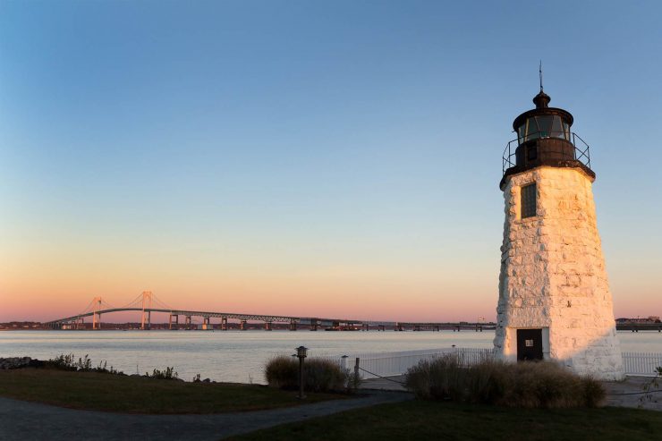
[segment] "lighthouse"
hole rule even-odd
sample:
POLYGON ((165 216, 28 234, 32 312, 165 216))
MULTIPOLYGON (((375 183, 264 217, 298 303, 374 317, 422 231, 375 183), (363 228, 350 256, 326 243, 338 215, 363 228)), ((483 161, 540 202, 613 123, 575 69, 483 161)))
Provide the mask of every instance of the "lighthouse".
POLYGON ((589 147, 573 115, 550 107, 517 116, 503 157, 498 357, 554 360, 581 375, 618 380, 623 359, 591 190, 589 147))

-- -- --

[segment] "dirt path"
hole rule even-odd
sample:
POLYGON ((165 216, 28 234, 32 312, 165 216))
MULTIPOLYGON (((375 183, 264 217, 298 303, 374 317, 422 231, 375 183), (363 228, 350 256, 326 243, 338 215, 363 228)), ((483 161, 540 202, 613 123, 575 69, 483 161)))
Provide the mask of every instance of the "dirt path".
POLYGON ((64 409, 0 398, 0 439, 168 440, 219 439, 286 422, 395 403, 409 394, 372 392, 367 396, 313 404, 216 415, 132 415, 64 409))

-- -- --

### Do this
How many lines of the material contain the string "instance"? Letter case counts. Reply with the number alone.

### Written response
2